*Extracted text:*
'''
But then Fishman immediately contradicts herself, as she begins discussing the challenges facing the “movement”. She asks what is happening to denominational Judaism, and says that she sees independent minyanim as a commitment drain, attracting the young people who in another historical period would have become the “elite” of the Conservative and Reform movements. How can both this and the preceding paragraph be true? I think the preceding paragraph is more on the mark, and the denominational movements were wrong to take us for granted.

Another challenge she mentions is communities becoming cliques: there are many stories about people who showed up at independent minyanim, weren’t greeted, and were not made to feel they were part of what was going on. I would respond that this is not unique to independent minyanim, but can characterize Jewish communities of all shapes and sizes. It’s something for all Jewish communities to work on (while avoiding the whiff of desperation associated with being too friendly to newcomers).

The last challenge she discusses is the “rhetoric of disdain for conventional Judaism and conventional Jewish leaders”, and says that conventional Jewish leaders deal with lived Judaism through times such as childbearing, illness, and end-of-life issues.
'''
*The records:*
'''
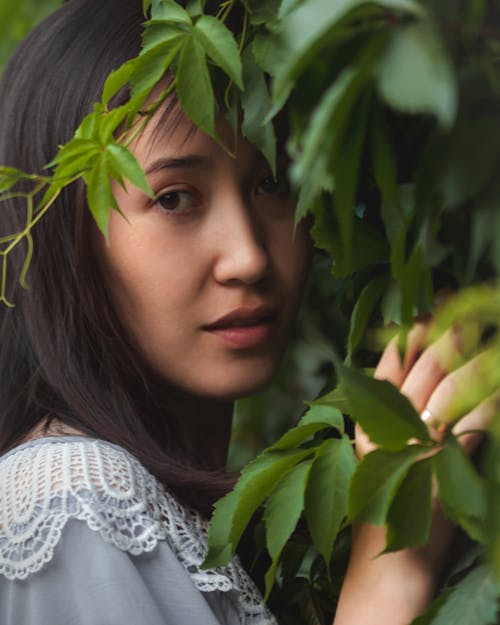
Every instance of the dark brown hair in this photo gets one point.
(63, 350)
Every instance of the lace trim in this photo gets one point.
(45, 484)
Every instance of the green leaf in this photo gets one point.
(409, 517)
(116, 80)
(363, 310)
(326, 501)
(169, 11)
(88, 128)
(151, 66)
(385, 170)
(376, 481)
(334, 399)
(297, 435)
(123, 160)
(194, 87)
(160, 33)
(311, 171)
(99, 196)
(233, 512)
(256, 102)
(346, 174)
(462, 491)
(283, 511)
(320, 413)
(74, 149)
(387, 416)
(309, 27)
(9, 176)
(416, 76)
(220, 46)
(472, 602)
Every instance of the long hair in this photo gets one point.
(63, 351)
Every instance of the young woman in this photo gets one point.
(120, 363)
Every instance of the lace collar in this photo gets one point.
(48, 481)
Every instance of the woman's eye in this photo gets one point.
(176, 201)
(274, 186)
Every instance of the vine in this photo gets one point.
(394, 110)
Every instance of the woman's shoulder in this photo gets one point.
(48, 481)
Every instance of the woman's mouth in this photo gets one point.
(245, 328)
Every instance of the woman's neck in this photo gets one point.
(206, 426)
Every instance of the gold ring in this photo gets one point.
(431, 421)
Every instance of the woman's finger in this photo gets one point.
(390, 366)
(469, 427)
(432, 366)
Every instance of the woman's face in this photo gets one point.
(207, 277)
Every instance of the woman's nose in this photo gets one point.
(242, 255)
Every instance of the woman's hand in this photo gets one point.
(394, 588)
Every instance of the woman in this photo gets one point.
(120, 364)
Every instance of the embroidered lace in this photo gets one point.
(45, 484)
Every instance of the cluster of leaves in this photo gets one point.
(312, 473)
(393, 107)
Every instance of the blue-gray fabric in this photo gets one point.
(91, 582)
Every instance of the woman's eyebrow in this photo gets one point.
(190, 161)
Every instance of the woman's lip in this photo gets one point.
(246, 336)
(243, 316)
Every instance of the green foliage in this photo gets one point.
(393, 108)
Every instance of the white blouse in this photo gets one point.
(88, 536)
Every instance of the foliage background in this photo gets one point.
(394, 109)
'''
*To-do list:*
a) Please retype the passage on independent minyanim word for word, from "Another challenge she" up to and including "and end-of-life issues.".
b) Repeat the records verbatim, from the line with "Every instance of the embroidered" up to and including the last line of the records.
The passage on independent minyanim and the records are unrelated material.

*Responses:*
a)
Another challenge she mentions is communities becoming cliques: there are many stories about people who showed up at independent minyanim, weren’t greeted, and were not made to feel they were part of what was going on. I would respond that this is not unique to independent minyanim, but can characterize Jewish communities of all shapes and sizes. It’s something for all Jewish communities to work on (while avoiding the whiff of desperation associated with being too friendly to newcomers).

The last challenge she discusses is the “rhetoric of disdain for conventional Judaism and conventional Jewish leaders”, and says that conventional Jewish leaders deal with lived Judaism through times such as childbearing, illness, and end-of-life issues.

b)
Every instance of the embroidered lace in this photo gets one point.
(45, 484)
Every instance of the cluster of leaves in this photo gets one point.
(312, 473)
(393, 107)
Every instance of the blue-gray fabric in this photo gets one point.
(91, 582)
Every instance of the woman's eyebrow in this photo gets one point.
(190, 161)
Every instance of the woman's lip in this photo gets one point.
(246, 336)
(243, 316)
Every instance of the green foliage in this photo gets one point.
(393, 108)
Every instance of the white blouse in this photo gets one point.
(88, 536)
Every instance of the foliage background in this photo gets one point.
(394, 109)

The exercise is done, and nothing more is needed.